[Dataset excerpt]
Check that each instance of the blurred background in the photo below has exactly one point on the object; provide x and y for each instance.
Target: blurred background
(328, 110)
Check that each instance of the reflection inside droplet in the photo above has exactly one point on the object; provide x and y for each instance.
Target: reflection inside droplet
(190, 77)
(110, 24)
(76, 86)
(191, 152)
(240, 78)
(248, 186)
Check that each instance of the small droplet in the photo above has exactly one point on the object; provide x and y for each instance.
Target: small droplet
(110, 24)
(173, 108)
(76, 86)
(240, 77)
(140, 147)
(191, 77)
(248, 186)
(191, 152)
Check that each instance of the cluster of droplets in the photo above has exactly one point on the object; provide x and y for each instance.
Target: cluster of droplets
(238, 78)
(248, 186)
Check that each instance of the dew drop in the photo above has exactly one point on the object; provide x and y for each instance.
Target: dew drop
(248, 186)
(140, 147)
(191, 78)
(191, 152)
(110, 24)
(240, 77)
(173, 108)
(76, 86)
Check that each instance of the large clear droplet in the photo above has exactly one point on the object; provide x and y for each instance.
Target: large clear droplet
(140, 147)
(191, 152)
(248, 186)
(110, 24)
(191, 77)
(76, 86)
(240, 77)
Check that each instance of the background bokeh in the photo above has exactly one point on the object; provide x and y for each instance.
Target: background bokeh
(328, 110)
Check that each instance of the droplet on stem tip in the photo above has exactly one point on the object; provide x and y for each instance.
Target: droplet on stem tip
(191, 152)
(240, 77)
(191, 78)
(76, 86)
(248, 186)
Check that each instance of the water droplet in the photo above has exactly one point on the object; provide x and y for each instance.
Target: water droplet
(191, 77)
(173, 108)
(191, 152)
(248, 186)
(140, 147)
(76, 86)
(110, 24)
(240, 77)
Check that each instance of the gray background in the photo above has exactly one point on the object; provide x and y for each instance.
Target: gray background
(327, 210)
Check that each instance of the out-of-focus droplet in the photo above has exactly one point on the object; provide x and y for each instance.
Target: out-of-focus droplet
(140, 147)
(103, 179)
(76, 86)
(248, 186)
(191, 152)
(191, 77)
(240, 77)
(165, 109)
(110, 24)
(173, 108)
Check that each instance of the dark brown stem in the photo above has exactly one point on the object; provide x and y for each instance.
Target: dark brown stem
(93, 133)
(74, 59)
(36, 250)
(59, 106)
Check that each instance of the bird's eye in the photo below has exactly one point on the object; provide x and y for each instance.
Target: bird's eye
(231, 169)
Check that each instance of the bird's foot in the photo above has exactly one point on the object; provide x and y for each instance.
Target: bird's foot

_Objective_:
Put every line of the records above into a numbered list, omitting any blank lines.

_Right answer_:
1. Check that each instance of the blurred background in the photo below has exactly one point on the object; provide x and y for each instance.
2. Target: blurred background
3. (328, 110)
4. Check that each instance of the reflection inside droplet in the photo above has exactly one point on the object; provide x and y for each instance.
5. Target: reflection inside droplet
6. (190, 77)
7. (110, 24)
8. (76, 86)
9. (191, 152)
10. (240, 78)
11. (248, 186)
12. Check that each instance of the small droplet in the photo above has exactly one point on the object; provide x and y for each instance.
13. Target: small droplet
14. (110, 24)
15. (173, 108)
16. (76, 86)
17. (240, 77)
18. (140, 147)
19. (191, 77)
20. (248, 186)
21. (191, 152)
22. Check that each instance of the cluster of droplets in the photo above has exactly one point on the object; provide x and y for each instance.
23. Target: cluster of droplets
24. (238, 78)
25. (248, 186)
26. Check that each instance of the dew drop in the photo above has exactly one point on the object; provide x and y for each instance.
27. Target: dew drop
28. (248, 186)
29. (140, 147)
30. (191, 78)
31. (191, 152)
32. (110, 24)
33. (240, 77)
34. (173, 108)
35. (76, 86)
36. Check that each instance of the large clear droplet in the photo above has exactly one point on the object; provide x and y for each instance.
37. Target: large clear droplet
38. (140, 147)
39. (191, 152)
40. (248, 186)
41. (110, 24)
42. (191, 77)
43. (76, 86)
44. (240, 77)
45. Check that each instance of the background bokeh in the photo above has exactly one point on the object; provide x and y for each instance.
46. Target: background bokeh
47. (328, 110)
48. Check that each instance of the droplet on stem tip in the photo above has exactly one point on the object; provide x and y for each instance.
49. Target: droplet on stem tip
50. (191, 152)
51. (240, 77)
52. (191, 78)
53. (76, 86)
54. (248, 186)
55. Check that each instance of the water droplet in the photo above has exactly one point on the object; provide x and y for each instance.
56. Target: water droplet
57. (191, 77)
58. (173, 108)
59. (191, 152)
60. (248, 186)
61. (140, 147)
62. (76, 86)
63. (110, 24)
64. (240, 77)
65. Check that each instance of the gray background in the photo above has exactly one point on the object; provide x and y for each instance.
66. Target: gray background
67. (327, 210)
68. Check that each instance of the out-of-focus droplet in the photo above has exactly one point on the object; provide x and y for each instance.
69. Target: out-of-focus droplet
70. (140, 147)
71. (103, 179)
72. (76, 86)
73. (248, 186)
74. (191, 152)
75. (191, 77)
76. (240, 77)
77. (165, 109)
78. (110, 24)
79. (173, 108)
80. Check that each instance of the dark brown stem in the photo above has exactly one point on the object; provide x and y for each instance.
81. Target: dark brown stem
82. (93, 133)
83. (74, 59)
84. (36, 250)
85. (59, 106)
86. Check that each instance of the bird's eye in the photo below has exactly one point on the object; provide x and y for each instance.
87. Target: bird's eye
88. (231, 169)
89. Check that each instance of the bird's foot in the photo above has exactly one point on the object; provide x and y for each instance.
90. Target: bird's foot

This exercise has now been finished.